__TASK STATEMENT__
Please rewrite all the records below, swapping "pretty-printed" for "indented" everywhere and leaving everything else unchanged.

[START OF MATERIAL FOR THIS TASK]

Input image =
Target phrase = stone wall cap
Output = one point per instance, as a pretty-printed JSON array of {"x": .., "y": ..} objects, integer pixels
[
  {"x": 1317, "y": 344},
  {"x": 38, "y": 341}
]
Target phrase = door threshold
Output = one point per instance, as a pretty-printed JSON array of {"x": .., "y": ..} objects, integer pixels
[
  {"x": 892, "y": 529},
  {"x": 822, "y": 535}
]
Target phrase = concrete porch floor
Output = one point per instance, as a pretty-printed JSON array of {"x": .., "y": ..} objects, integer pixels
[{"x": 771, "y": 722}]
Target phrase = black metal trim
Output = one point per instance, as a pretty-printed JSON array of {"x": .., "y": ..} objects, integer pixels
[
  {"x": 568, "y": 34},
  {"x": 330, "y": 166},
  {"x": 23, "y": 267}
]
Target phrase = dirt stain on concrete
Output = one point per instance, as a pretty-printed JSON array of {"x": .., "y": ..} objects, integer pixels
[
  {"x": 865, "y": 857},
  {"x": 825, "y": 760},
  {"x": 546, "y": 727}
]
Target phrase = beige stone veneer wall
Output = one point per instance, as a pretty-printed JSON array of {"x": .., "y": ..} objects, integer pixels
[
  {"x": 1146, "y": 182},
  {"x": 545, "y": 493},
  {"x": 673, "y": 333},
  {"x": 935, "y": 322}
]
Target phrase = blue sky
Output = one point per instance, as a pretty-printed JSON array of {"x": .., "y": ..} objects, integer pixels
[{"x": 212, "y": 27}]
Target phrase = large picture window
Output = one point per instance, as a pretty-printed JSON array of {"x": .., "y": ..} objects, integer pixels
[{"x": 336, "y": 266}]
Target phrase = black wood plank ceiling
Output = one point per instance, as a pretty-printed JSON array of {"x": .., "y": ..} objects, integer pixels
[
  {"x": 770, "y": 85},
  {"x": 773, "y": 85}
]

[END OF MATERIAL FOR THIS TASK]

__FULL SOLUTION__
Input image =
Target phrase = stone wall cap
Output = one point per instance, as a indented JSON array of {"x": .., "y": ..} objects, integer pixels
[
  {"x": 1317, "y": 344},
  {"x": 38, "y": 341}
]
Target phrase = door threshold
Output = one point per instance, as a indented JSON array of {"x": .., "y": ..} objects, integer pixels
[
  {"x": 892, "y": 529},
  {"x": 822, "y": 535}
]
Target phrase = concrete porch floor
Output = one point per instance, as a indented JSON array of {"x": .., "y": ..} objects, integer pixels
[{"x": 771, "y": 722}]
Target phrase = black metal trim
Output = one point per instance, as a indented JSON array of {"x": .., "y": ..} objects, integer pixels
[
  {"x": 568, "y": 34},
  {"x": 330, "y": 166},
  {"x": 23, "y": 267}
]
Target phrase = dirt stain on concrete
Output = one point per instance, as a indented JSON array of {"x": .., "y": ..} objects, integer pixels
[
  {"x": 865, "y": 857},
  {"x": 825, "y": 760},
  {"x": 546, "y": 727}
]
Target phrase = beige stone veneer wall
Output = one point per instance, as a indented JSON array of {"x": .., "y": ..} objects, integer pixels
[
  {"x": 1146, "y": 182},
  {"x": 545, "y": 493},
  {"x": 673, "y": 333},
  {"x": 935, "y": 322}
]
Target phrase = blue sky
Output = one point per instance, as a indented JSON array of {"x": .., "y": ..} objects, integer pixels
[{"x": 212, "y": 27}]
Target phrase = large picture window
Output = one point per instance, as a indented JSON array of {"x": .., "y": ..} objects, integer pixels
[{"x": 336, "y": 266}]
Target phrase = black wood plank ceiling
Output = one point per instance, as a indented JSON array of {"x": .., "y": ..} objects, integer pixels
[
  {"x": 770, "y": 85},
  {"x": 773, "y": 85}
]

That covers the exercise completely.